_DESCRIPTION OF THE TASK_:
Look in the material below for the line holding "[ ] locate the elderly man". Set it down exactly, with each later line up to and including the line holding "[ ] locate the white flower".

• • •

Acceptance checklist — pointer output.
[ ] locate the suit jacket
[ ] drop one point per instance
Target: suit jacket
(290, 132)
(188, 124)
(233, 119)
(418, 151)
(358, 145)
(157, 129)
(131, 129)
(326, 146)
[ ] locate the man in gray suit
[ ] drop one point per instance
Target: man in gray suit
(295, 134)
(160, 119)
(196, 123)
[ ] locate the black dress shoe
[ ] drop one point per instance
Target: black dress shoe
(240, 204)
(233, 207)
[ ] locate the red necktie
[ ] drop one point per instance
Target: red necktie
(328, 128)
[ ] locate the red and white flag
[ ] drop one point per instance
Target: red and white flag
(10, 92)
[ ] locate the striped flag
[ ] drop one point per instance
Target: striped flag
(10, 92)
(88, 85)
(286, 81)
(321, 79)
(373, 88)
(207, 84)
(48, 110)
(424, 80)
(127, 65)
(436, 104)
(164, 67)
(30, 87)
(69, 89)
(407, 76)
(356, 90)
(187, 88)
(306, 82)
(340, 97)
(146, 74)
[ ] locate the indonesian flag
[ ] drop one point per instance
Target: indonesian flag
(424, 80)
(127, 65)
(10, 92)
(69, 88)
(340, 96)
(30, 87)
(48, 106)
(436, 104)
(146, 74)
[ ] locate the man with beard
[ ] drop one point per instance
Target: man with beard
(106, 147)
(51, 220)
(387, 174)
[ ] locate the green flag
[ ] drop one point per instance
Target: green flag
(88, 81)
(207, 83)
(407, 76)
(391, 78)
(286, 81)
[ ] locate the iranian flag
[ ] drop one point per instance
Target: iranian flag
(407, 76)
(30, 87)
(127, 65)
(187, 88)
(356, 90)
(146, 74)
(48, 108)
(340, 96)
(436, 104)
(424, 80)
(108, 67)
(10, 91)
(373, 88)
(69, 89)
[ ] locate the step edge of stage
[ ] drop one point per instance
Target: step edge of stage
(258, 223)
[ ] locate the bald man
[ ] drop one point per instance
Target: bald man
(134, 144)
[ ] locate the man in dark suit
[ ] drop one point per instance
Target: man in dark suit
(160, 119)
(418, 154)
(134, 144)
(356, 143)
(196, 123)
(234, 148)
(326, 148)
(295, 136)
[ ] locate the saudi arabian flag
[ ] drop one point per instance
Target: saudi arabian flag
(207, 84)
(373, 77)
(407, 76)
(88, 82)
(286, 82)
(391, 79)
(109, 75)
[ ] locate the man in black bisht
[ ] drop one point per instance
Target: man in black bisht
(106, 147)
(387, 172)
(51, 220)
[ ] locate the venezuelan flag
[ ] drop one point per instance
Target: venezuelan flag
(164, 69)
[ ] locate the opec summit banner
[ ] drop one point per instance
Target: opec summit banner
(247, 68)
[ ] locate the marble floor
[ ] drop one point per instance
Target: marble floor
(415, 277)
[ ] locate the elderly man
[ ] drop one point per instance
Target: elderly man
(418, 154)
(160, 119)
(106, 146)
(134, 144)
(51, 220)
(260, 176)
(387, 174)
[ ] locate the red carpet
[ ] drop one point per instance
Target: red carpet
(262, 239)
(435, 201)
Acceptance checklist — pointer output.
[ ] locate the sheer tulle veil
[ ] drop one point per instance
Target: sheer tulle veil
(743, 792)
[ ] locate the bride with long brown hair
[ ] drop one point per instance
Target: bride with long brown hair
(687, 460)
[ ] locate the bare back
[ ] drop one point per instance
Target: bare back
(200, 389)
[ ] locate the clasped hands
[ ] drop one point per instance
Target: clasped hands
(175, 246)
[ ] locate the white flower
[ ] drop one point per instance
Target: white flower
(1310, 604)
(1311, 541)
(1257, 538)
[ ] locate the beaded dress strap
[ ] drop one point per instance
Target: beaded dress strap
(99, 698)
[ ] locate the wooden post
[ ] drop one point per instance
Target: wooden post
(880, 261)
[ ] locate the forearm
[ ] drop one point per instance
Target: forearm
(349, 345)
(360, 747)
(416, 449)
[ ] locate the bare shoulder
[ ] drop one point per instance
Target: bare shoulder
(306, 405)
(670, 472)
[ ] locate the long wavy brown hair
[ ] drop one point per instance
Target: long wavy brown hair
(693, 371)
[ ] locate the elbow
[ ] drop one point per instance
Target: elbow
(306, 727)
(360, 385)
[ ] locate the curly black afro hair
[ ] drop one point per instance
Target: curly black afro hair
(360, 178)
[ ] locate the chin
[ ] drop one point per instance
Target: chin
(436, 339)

• • •

_ANSWER AREA_:
[ ] locate the elderly man
[ ] drop one point per instance
Target: elderly man
(418, 154)
(160, 119)
(106, 146)
(134, 144)
(51, 220)
(260, 176)
(387, 174)
[ ] locate the red carpet
[ ] drop one point per instance
Target: red carpet
(262, 239)
(435, 201)
Acceptance checklist — pointer output.
[ ] locate the sheer tulle veil
[ ] drop one point per instance
Target: sheer tulle veil
(743, 792)
[ ] locate the bride with long brown hair
[ ] drop one point per instance
Target: bride with long brown hair
(687, 460)
[ ] locate the bare back
[ ] drop one point per instance
Target: bare back
(200, 389)
[ ] locate the clasped hands
[ ] drop one point per instance
Target: clasped hands
(175, 246)
[ ] locate the white flower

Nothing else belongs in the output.